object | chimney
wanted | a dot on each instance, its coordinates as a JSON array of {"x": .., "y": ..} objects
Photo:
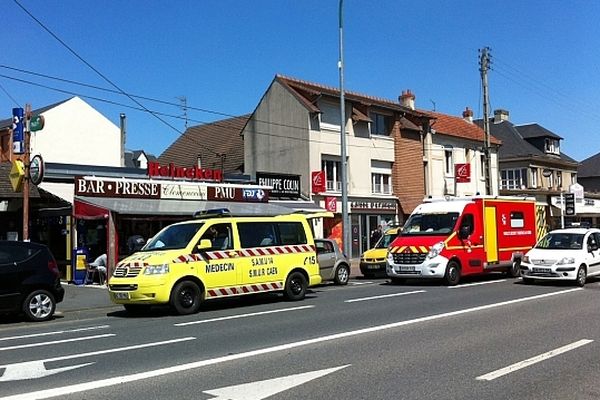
[
  {"x": 468, "y": 115},
  {"x": 500, "y": 116},
  {"x": 123, "y": 126},
  {"x": 407, "y": 99}
]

_ _ _ _ _

Express every line of the rows above as a JSON list of strings, one string per line, leaving out blank lines and the pictures.

- _SOLUTION FOR THIS EXERCISE_
[
  "object | chimney",
  "wanted | a dot on each instance, its coordinates as a JSON array of {\"x\": .., \"y\": ..} objects",
  "Photo:",
  "[",
  "  {\"x\": 468, \"y\": 115},",
  "  {\"x\": 500, \"y\": 116},",
  "  {\"x\": 123, \"y\": 126},",
  "  {\"x\": 407, \"y\": 99}",
  "]"
]